• **SOAL LATIHAN A**:
Berikan bagian tulisan tentang budaya demokrasi di Indonesia mulai dari "Lalu, budaya demokrasi" sampai dengan "yang memadai ?", tanpa mengubah satu huruf pun.

• **KUTIPAN TULISAN**:
<<<<

Thursday, September 13, 2012

Belajar tanpa Guru dan Kurikulum !!


Masalah klasik dalam pelaksanaan demokrasi di Indonesia adalah permasalahan budaya. Maksudnya, karena demokrasi masih dianggap hal baru, komunitas baru, lingkungan baru dimana para politisi dan partai politiknya, masyarakat, dan regulasi-regulasi yang mengaturnya sebagai komponen dari demokrasi,  maka interaksi dari komponen tersebut nantinya akan menghasilkan satu budaya demokrasi yang baru pula. Budaya yang diharapkan muncul, tentunya budaya demokrasi yang baik, santun, dan budaya yang sifatnya people oriented, berorientasi kepada kesejahteraaan rakyat dan kemakmuran bangsa, bukan sebuah budaya yang sifatnya orientasi kepada kepentingan penguasa, partai politik dan kepentingan segelintir orang. 

Guna menghasilkan budaya yang baik, santun dan people oriented itu, tentunya akan terjadi apabila para politisi dan partai politik dapat mengenyampingkan kepentingan individu dan golongannya, masyarakat secara luas mendapatkan pendidikan dan sosialisasi tentang proses demokrasi yang baik dan benar, dan yang terakhir, tapi mungkin ini yang paling penting adalah adanya regulasi yang dapat mengatur semua proses demokrasi itu secara baik dan benar, mengakomodir semua kepentingan, dan lebih mengu tamakan kepada kedaulatan Negara sebagai Negara hukum  yang berdemokrasi.  Poin penting dari dukungan regulasi yang mumpuni adalah  harus adanya sifat Negarawan dari para ahli hukum tata Negara kita, misalnya Prof. Yusril Ihza Mahendra, Prof. Ryaas Rasyid dan para ahli lainnya. Mereka sesungguhnya yang bisa mengontrol proses perkembangan kehidupan demokrasi  di Indonesia agar tidak salah jalan, tidak kebablasan. Mereka seyogyanya tidak terjebak oleh politik praktis, sehingga pemikiran-pemikiran objektifnya dapat  lebih dioptimalkan demi kemajuan proses demokrasi di Negara kita. 

Lalu, budaya demokrasi seperti apa yang sekarang terjadi di masyarakat ? bagaimana budaya yang terbentuk diantara para calonlegislatif saat akan dilaksanakan Pemilu Legislatif ? Bagaimana budaya yang terjadi diantara para calon presiden saat akan dilaksanakan pemilu pilpres ? Bagaimana budaya yang muncul saat akan terjadi Pemilihan Kepala Daerah dimana para petahana (kepala dan wakil) kembali mencalonkan dengan pasangan masing – masing ? Bagaimana budaya politik saat akan terjadi pemilihan kepala desa dimana mayoritas penduduk desa belum mengenyam pendidikan politik yang memadai ?

>>>>

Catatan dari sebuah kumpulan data
<<<<

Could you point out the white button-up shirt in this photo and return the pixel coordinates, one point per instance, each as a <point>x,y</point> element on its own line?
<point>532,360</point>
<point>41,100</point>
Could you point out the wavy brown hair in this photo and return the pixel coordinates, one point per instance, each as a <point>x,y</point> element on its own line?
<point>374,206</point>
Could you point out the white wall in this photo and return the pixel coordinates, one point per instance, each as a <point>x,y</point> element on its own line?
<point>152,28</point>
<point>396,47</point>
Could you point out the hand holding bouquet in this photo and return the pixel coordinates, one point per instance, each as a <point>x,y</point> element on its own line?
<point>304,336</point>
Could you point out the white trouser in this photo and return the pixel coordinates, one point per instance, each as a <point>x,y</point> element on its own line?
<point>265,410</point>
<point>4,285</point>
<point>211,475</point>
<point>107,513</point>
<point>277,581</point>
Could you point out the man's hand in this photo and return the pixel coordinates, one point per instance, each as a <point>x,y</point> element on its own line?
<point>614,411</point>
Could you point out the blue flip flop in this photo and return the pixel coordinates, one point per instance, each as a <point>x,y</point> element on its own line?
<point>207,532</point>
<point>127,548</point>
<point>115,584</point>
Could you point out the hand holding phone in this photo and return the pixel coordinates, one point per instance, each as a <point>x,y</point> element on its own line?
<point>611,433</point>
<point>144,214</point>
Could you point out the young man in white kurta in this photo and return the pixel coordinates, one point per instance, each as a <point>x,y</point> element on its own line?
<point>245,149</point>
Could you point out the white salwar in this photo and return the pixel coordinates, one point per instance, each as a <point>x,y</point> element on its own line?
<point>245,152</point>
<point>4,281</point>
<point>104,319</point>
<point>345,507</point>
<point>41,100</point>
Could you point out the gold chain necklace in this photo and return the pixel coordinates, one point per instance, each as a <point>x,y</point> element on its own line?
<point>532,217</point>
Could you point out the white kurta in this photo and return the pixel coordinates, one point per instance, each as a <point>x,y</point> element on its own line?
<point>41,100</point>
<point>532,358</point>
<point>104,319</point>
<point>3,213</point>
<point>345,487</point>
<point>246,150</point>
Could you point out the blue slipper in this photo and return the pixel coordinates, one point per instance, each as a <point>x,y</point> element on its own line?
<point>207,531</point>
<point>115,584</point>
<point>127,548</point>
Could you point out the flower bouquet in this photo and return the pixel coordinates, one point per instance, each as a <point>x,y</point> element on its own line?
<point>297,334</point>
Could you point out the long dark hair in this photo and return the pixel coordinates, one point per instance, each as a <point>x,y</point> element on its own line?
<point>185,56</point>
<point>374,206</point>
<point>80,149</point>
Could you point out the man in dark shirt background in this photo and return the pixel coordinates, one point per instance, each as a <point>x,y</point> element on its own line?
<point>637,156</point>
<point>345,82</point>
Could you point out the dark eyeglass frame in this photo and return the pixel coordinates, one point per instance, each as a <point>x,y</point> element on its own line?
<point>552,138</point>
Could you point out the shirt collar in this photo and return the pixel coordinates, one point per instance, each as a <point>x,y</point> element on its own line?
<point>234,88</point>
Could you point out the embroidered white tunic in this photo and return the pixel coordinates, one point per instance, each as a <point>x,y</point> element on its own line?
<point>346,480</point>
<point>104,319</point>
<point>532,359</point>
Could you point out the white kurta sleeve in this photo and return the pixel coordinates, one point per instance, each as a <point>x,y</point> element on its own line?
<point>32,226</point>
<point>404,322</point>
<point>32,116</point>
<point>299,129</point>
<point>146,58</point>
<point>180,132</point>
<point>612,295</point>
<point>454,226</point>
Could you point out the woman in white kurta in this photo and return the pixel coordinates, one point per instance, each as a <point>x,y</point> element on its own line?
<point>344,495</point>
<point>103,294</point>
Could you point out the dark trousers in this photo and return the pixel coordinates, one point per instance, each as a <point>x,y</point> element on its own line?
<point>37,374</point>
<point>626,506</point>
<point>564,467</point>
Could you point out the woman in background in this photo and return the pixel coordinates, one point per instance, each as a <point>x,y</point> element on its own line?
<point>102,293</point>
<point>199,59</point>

>>>>

• **SOAL LATIHAN B**:
Ketik ulang baris-baris catatan data dari baris yang memuat "Could you point out the flower" sampai dengan baris yang memuat "<point>80,149</point>", tanpa perubahan sedikit pun.

• **JAWABAN SOAL A**:
Lalu, budaya demokrasi seperti apa yang sekarang terjadi di masyarakat ? bagaimana budaya yang terbentuk diantara para calonlegislatif saat akan dilaksanakan Pemilu Legislatif ? Bagaimana budaya yang terjadi diantara para calon presiden saat akan dilaksanakan pemilu pilpres ? Bagaimana budaya yang muncul saat akan terjadi Pemilihan Kepala Daerah dimana para petahana (kepala dan wakil) kembali mencalonkan dengan pasangan masing – masing ? Bagaimana budaya politik saat akan terjadi pemilihan kepala desa dimana mayoritas penduduk desa belum mengenyam pendidikan politik yang memadai ?

• **JAWABAN SOAL B**:
Could you point out the flower bouquet in this photo and return the pixel coordinates, one point per instance, each as a <point>x,y</point> element on its own line?
<point>297,334</point>
Could you point out the long dark hair in this photo and return the pixel coordinates, one point per instance, each as a <point>x,y</point> element on its own line?
<point>185,56</point>
<point>374,206</point>
<point>80,149</point>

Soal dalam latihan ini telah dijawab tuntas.